Work to complete ::
The span to repeat in the listing below runs from the line containing "In this exercise you will pick out the green" to the line containing "(314, 1081)", inclusive. Repeat it exactly, and only it.

Dataset records ::
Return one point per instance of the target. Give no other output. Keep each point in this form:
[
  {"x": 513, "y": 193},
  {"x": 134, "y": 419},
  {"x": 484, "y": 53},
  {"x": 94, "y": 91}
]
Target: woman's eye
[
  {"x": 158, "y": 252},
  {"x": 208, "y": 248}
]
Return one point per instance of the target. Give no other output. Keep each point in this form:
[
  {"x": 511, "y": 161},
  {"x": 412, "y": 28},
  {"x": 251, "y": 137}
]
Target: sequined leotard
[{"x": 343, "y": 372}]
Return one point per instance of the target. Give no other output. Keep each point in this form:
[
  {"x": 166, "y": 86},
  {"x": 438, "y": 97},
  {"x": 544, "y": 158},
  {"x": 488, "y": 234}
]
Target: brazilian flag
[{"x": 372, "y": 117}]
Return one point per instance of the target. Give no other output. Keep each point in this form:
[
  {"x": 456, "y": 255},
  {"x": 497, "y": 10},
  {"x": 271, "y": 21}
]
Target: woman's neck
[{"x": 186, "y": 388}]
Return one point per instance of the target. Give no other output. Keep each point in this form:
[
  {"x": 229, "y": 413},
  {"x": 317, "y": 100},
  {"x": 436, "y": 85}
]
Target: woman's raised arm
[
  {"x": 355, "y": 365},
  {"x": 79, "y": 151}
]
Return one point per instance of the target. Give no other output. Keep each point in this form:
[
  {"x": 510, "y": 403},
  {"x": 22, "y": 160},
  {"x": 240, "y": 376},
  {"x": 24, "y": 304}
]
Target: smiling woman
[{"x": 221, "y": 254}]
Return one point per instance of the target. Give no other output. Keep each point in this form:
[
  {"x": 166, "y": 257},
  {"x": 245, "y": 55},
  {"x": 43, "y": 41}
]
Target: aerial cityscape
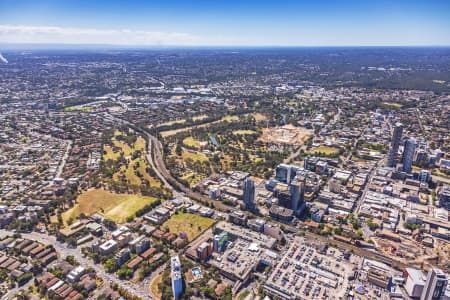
[{"x": 160, "y": 164}]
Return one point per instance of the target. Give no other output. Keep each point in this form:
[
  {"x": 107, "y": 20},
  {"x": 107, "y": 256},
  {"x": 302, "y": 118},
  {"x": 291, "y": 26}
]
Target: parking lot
[{"x": 309, "y": 270}]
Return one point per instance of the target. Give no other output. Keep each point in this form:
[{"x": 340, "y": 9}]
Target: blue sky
[{"x": 227, "y": 23}]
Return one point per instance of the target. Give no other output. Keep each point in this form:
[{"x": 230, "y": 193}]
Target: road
[
  {"x": 64, "y": 159},
  {"x": 61, "y": 248}
]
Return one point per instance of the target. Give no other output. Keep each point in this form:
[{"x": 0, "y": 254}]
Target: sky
[{"x": 227, "y": 22}]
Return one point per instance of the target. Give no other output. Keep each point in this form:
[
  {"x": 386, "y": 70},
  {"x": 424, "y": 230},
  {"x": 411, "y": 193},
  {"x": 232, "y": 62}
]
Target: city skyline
[{"x": 226, "y": 23}]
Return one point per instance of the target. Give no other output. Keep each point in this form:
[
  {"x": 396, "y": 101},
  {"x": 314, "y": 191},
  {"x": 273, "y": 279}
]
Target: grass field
[
  {"x": 325, "y": 149},
  {"x": 191, "y": 142},
  {"x": 199, "y": 117},
  {"x": 243, "y": 132},
  {"x": 175, "y": 131},
  {"x": 110, "y": 154},
  {"x": 124, "y": 147},
  {"x": 393, "y": 105},
  {"x": 192, "y": 225},
  {"x": 259, "y": 117},
  {"x": 116, "y": 207},
  {"x": 193, "y": 178},
  {"x": 78, "y": 108},
  {"x": 194, "y": 156}
]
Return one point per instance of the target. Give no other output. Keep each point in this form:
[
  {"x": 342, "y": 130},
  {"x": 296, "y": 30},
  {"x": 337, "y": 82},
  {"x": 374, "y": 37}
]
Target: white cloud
[{"x": 69, "y": 35}]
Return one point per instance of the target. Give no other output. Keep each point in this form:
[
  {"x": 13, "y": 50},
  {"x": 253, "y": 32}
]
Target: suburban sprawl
[{"x": 225, "y": 174}]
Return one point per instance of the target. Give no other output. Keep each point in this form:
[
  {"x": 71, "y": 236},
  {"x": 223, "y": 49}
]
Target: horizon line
[{"x": 42, "y": 46}]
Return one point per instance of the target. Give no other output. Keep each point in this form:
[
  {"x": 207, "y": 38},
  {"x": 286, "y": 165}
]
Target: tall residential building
[
  {"x": 285, "y": 173},
  {"x": 435, "y": 285},
  {"x": 249, "y": 194},
  {"x": 296, "y": 189},
  {"x": 177, "y": 279},
  {"x": 408, "y": 154},
  {"x": 395, "y": 143}
]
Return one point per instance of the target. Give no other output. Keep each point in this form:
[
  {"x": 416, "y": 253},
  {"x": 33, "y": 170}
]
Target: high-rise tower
[{"x": 395, "y": 143}]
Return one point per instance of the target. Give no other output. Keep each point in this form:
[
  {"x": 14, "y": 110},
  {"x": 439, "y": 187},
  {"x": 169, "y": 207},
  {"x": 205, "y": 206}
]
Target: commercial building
[
  {"x": 108, "y": 247},
  {"x": 177, "y": 280},
  {"x": 415, "y": 282},
  {"x": 395, "y": 143},
  {"x": 249, "y": 194},
  {"x": 408, "y": 154},
  {"x": 435, "y": 285},
  {"x": 220, "y": 241}
]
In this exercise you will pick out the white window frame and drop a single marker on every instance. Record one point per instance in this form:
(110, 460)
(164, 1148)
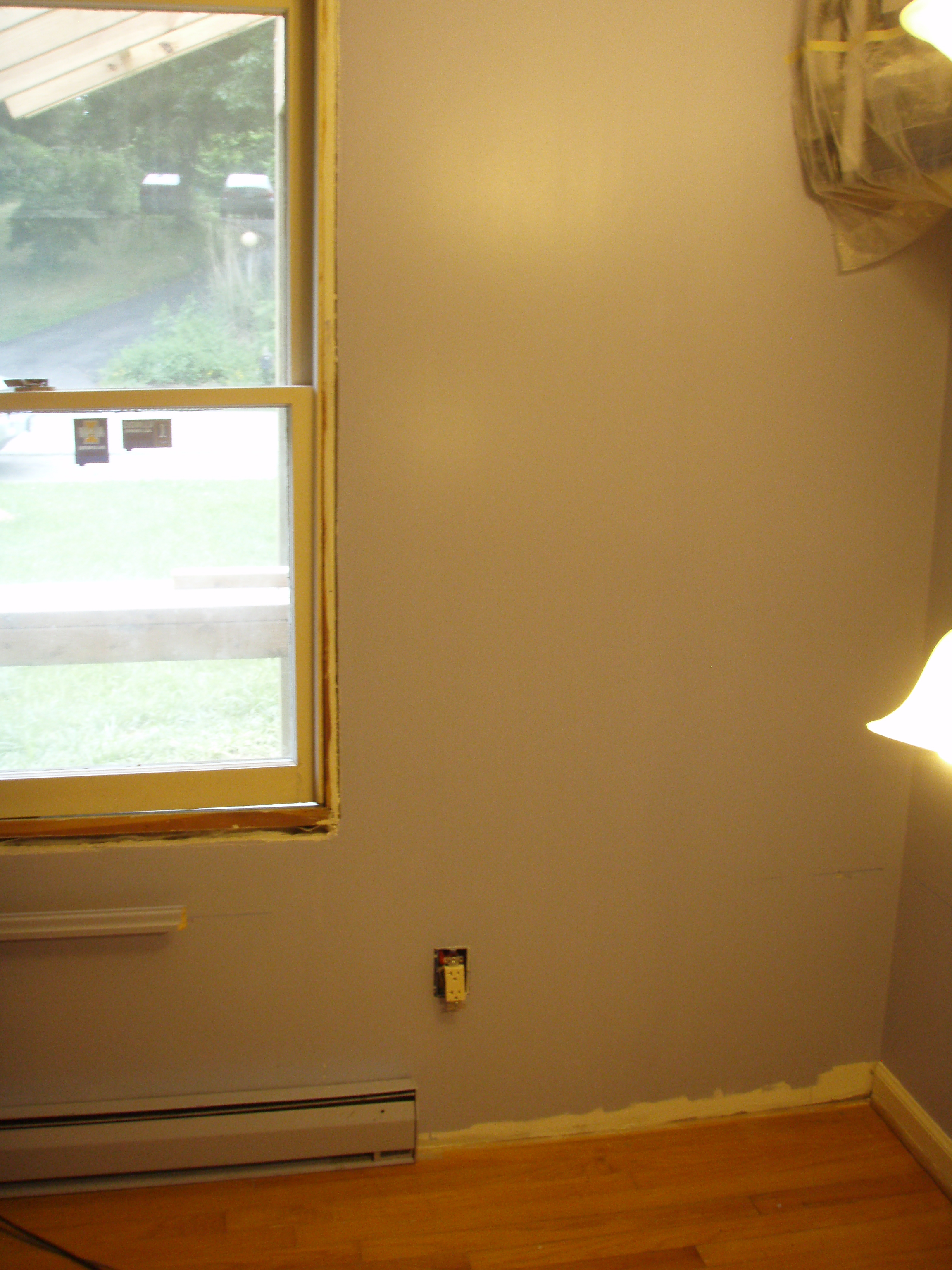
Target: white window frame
(304, 795)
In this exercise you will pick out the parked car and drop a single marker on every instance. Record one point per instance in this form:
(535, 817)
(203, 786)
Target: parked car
(163, 192)
(248, 195)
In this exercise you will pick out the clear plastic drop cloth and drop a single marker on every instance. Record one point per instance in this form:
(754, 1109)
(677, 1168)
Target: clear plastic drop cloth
(873, 112)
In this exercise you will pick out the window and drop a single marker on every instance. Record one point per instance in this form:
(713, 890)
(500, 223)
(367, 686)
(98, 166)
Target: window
(165, 497)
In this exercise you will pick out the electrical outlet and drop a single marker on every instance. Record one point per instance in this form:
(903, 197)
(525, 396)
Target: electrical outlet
(451, 976)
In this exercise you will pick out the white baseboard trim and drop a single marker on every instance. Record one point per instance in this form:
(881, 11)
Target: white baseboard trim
(924, 1139)
(850, 1081)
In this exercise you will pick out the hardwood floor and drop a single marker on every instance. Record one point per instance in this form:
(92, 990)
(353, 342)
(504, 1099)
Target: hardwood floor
(829, 1189)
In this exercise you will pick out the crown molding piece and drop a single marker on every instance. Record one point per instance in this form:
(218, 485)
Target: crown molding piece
(92, 924)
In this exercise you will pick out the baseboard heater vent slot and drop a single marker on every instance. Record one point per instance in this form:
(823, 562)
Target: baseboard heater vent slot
(108, 1145)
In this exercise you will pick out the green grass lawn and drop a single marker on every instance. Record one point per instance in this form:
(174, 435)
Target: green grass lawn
(139, 714)
(111, 531)
(127, 714)
(133, 254)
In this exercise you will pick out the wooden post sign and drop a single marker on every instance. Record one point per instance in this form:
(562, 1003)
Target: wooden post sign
(92, 441)
(146, 434)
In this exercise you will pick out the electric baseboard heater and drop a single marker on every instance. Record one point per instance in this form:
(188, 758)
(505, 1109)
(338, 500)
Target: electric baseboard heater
(93, 1146)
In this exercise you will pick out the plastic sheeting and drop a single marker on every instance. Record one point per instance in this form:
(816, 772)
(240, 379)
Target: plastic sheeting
(873, 111)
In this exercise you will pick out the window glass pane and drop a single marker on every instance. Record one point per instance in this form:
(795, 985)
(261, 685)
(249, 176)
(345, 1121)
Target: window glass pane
(140, 197)
(145, 591)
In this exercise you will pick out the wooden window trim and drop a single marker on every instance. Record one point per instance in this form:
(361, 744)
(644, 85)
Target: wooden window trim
(313, 351)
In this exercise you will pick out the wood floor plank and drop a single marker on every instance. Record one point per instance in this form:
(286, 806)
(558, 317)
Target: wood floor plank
(826, 1189)
(905, 1234)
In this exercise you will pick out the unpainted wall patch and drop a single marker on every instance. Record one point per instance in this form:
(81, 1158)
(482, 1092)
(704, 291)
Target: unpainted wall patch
(838, 1085)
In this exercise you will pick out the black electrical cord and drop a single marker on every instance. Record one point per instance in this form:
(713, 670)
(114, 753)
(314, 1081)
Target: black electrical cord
(37, 1241)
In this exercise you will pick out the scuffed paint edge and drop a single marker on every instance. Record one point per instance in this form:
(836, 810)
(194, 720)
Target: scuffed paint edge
(838, 1085)
(913, 1124)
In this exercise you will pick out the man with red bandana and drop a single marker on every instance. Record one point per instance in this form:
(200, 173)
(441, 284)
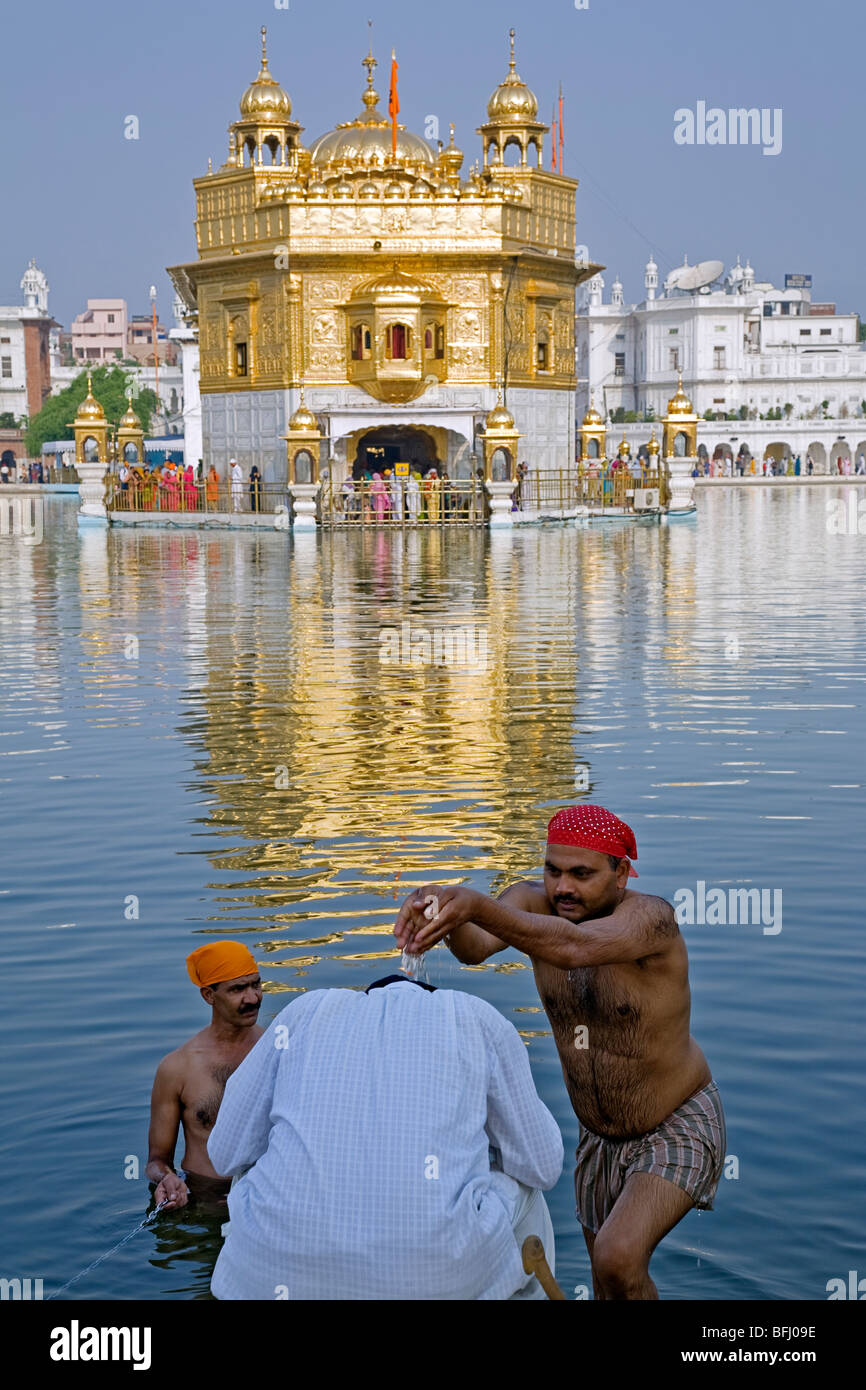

Your response ::
In this exercise you will pick out the green grass lawn and drop a single marker on every instance. Record one point per instance in this form:
(174, 435)
Target: green grass lawn
(139, 714)
(111, 531)
(127, 714)
(133, 254)
In this exercise you will pick out the wooden post sign and drop a single marker on every instance. Record one point per instance in this form:
(562, 1003)
Target: wooden post sign
(92, 441)
(146, 434)
In this exercise you will pick out the electric baseboard heater and drop a single marker on every instance. Record one point per instance in this form:
(188, 758)
(505, 1109)
(338, 500)
Target: electric baseboard heater
(93, 1146)
In this exercise you will pick out the plastic sheeting and drop a single marker on every instance. Record one point per instance in this form:
(816, 772)
(240, 379)
Target: plastic sheeting
(873, 111)
In this exercise you will pick out the window glass pane and drop a single marker on every instance. Record one point per instance in this form:
(795, 985)
(261, 685)
(249, 176)
(345, 1121)
Target: window glass pane
(140, 197)
(145, 591)
In this exercise you will pick out the wooden window trim and drop a single marker on every instance. Record one point per instance in this form:
(361, 744)
(644, 85)
Target: wooden window trim
(313, 351)
In this exercise you will pick out the wood floor plank and drop a single marker on every instance. Record one point per instance in this form:
(286, 806)
(558, 317)
Target: wood floor plank
(826, 1189)
(905, 1234)
In this exercise you will pick out the unpainted wall patch and drop a single marker on every instance. Record one point per instance in this form:
(81, 1158)
(482, 1092)
(704, 291)
Target: unpainted wall patch
(838, 1085)
In this exercise you will pick out the black electrical cord and drop a single marker on every instance. Record one point per instance in this form:
(713, 670)
(114, 753)
(314, 1081)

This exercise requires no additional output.